(Position identification records)
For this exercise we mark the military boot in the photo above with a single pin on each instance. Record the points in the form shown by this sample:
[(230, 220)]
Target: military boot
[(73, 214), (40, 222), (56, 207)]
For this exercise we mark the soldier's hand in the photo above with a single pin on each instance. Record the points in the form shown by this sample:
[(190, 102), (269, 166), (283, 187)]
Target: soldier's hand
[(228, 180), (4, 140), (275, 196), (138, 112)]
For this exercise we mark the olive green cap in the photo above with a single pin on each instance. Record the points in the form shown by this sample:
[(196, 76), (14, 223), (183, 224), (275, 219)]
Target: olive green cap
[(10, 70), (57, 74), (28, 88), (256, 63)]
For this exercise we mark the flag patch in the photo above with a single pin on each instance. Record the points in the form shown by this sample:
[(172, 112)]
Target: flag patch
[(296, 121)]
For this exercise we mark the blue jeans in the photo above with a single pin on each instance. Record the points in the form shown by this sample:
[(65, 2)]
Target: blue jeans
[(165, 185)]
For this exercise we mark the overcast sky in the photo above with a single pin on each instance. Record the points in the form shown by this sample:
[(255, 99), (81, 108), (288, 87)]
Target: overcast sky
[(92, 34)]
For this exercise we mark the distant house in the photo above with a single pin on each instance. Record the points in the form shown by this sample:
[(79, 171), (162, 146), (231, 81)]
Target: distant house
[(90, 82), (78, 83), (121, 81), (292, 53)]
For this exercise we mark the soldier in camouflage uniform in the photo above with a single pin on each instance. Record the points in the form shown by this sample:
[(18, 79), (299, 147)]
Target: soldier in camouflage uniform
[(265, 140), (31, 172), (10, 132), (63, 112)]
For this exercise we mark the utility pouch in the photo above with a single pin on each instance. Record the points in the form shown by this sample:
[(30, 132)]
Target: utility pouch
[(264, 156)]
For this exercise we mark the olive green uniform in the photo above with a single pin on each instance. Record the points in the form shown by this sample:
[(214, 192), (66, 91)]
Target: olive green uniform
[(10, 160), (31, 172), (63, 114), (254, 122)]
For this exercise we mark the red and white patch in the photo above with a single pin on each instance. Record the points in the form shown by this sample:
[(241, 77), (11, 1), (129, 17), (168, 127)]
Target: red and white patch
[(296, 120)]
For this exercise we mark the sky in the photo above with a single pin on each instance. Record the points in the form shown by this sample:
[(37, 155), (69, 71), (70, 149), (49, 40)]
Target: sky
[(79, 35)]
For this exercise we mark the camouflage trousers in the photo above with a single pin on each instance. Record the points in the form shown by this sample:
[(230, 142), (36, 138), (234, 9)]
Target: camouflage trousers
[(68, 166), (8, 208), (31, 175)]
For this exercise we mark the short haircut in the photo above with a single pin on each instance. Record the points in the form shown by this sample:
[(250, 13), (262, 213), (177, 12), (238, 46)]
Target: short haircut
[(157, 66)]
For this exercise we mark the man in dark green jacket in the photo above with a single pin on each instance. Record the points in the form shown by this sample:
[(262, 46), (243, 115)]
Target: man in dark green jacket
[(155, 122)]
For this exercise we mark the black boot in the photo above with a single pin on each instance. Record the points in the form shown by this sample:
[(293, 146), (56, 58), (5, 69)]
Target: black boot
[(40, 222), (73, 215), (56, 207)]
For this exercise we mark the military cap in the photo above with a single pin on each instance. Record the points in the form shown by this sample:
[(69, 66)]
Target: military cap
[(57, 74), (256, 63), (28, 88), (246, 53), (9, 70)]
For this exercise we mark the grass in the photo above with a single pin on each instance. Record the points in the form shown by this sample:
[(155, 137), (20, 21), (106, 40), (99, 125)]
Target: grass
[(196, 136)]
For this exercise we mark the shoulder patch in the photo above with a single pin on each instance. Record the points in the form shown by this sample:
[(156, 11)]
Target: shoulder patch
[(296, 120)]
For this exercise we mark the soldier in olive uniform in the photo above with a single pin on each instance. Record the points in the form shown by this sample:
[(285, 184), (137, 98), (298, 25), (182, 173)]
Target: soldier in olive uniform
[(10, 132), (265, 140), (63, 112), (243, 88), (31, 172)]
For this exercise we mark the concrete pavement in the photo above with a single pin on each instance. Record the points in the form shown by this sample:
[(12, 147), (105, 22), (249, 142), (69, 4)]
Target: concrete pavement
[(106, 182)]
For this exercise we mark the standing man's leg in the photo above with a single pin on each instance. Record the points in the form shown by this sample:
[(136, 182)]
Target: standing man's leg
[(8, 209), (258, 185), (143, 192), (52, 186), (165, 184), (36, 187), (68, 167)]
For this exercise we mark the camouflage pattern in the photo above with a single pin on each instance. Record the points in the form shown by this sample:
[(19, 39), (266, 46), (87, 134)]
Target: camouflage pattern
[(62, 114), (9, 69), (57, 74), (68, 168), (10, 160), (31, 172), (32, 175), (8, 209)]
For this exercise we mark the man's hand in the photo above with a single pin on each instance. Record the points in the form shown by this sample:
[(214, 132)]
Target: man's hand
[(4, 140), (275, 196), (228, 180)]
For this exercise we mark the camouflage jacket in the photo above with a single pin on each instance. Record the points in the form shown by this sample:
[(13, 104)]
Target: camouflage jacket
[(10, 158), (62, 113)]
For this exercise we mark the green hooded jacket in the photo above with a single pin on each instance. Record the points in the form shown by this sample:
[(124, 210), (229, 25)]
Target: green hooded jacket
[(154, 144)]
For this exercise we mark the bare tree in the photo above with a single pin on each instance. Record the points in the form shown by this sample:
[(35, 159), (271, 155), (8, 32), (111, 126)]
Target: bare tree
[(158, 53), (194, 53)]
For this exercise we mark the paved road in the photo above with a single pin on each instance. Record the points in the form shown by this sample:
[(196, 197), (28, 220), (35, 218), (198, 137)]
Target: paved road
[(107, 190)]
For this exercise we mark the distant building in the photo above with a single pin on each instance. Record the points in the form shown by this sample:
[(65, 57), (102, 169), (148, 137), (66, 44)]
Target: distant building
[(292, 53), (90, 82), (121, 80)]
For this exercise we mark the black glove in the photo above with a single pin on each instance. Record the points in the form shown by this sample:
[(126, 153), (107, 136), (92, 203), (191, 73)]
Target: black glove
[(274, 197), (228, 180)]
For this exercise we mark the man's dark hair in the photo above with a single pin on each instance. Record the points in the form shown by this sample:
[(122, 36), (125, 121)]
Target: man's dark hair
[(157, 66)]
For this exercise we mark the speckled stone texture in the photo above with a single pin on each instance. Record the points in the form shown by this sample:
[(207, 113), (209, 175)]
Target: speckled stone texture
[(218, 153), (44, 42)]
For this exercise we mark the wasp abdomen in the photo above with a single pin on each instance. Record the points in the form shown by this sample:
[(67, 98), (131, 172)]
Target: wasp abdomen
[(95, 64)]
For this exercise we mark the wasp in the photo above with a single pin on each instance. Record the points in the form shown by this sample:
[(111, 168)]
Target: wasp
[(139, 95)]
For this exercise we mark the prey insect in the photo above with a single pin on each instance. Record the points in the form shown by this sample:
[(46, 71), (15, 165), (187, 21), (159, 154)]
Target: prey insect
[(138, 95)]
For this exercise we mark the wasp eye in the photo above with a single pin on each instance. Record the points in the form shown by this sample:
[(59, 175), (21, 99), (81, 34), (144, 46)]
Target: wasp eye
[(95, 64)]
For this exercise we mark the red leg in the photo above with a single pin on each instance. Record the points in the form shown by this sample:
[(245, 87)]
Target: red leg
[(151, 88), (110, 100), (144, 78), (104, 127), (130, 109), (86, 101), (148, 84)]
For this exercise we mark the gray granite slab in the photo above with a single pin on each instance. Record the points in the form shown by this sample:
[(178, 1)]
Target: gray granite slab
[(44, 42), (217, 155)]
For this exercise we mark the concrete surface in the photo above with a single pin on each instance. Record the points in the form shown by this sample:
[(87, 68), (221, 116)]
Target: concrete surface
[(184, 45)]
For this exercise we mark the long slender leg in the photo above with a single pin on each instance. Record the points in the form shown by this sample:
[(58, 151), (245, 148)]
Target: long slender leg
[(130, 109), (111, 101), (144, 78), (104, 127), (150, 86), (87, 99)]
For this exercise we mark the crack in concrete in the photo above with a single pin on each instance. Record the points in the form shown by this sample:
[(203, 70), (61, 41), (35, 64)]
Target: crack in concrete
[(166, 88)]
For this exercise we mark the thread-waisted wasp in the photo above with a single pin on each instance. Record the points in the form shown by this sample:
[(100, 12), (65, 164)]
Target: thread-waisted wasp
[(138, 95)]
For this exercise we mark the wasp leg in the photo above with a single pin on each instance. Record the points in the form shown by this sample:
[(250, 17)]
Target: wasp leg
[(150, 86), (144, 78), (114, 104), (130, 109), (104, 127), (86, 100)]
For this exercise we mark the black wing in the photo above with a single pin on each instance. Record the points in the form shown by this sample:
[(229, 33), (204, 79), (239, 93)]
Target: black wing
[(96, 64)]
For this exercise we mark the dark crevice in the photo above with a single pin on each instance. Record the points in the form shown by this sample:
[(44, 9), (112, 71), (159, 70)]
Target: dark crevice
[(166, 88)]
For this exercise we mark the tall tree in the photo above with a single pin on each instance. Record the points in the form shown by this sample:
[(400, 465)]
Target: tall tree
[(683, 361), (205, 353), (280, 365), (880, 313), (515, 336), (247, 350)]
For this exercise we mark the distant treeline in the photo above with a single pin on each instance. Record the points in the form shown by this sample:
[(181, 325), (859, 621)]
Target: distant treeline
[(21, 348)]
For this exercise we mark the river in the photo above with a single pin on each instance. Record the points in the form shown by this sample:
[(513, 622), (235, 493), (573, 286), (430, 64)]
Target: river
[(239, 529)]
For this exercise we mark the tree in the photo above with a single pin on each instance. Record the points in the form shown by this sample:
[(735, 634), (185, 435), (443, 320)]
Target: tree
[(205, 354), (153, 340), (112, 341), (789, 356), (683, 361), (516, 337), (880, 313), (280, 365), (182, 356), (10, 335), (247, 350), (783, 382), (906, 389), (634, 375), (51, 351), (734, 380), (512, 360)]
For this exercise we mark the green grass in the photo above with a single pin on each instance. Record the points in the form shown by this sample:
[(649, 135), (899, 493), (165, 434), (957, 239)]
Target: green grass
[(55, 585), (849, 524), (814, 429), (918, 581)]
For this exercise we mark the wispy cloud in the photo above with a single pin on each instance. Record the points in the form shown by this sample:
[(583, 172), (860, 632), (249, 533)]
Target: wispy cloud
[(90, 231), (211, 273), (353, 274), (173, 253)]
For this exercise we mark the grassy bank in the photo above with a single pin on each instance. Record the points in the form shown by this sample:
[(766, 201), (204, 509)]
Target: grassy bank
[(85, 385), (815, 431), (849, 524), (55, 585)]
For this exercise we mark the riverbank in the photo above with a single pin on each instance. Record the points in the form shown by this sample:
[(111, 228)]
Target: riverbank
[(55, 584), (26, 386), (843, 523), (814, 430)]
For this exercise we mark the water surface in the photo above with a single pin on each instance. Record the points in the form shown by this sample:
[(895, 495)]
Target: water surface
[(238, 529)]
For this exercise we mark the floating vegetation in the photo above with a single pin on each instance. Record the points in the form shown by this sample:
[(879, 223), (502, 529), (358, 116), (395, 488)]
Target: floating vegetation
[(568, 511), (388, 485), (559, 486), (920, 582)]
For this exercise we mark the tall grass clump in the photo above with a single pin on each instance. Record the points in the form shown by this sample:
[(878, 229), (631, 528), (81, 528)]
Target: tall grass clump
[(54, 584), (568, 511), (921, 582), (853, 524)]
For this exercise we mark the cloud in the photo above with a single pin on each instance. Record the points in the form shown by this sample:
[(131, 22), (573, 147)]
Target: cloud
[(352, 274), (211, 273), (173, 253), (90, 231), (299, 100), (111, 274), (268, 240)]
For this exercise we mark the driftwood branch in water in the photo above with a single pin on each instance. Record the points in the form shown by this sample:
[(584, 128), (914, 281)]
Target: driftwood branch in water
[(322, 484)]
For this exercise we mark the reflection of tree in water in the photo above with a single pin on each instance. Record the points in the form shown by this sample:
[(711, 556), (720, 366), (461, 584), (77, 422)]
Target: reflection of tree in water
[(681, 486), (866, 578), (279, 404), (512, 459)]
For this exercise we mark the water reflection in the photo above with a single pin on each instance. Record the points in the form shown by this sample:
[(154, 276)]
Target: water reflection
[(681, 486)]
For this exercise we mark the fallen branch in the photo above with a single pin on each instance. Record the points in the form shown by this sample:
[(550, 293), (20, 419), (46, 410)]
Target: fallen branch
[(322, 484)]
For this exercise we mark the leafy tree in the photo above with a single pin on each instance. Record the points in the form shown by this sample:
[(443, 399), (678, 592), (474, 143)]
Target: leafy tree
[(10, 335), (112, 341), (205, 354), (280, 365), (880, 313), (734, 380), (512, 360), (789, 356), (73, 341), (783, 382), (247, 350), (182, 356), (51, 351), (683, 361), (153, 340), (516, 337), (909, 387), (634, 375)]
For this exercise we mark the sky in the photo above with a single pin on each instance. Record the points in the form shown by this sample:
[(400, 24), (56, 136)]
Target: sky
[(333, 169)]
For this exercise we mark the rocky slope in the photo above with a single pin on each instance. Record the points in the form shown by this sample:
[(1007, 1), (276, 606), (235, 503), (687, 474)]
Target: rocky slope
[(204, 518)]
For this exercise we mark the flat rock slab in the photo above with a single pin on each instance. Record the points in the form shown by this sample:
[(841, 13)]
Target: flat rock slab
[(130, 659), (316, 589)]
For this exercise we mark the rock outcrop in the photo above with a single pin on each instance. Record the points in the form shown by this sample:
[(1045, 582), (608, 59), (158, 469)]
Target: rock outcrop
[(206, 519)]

> Your task
Could you copy the records from the first line through the line with "[(73, 214), (40, 222), (56, 207)]", swapping "military boot" for "combat boot" and keeping everything else the same?

> Result of this task
For this exercise we mark the combat boot in the photo above with a single pin on each instance. Record the points in the form shown by this sample:
[(230, 220)]
Target: combat boot
[(73, 214), (40, 222), (56, 207)]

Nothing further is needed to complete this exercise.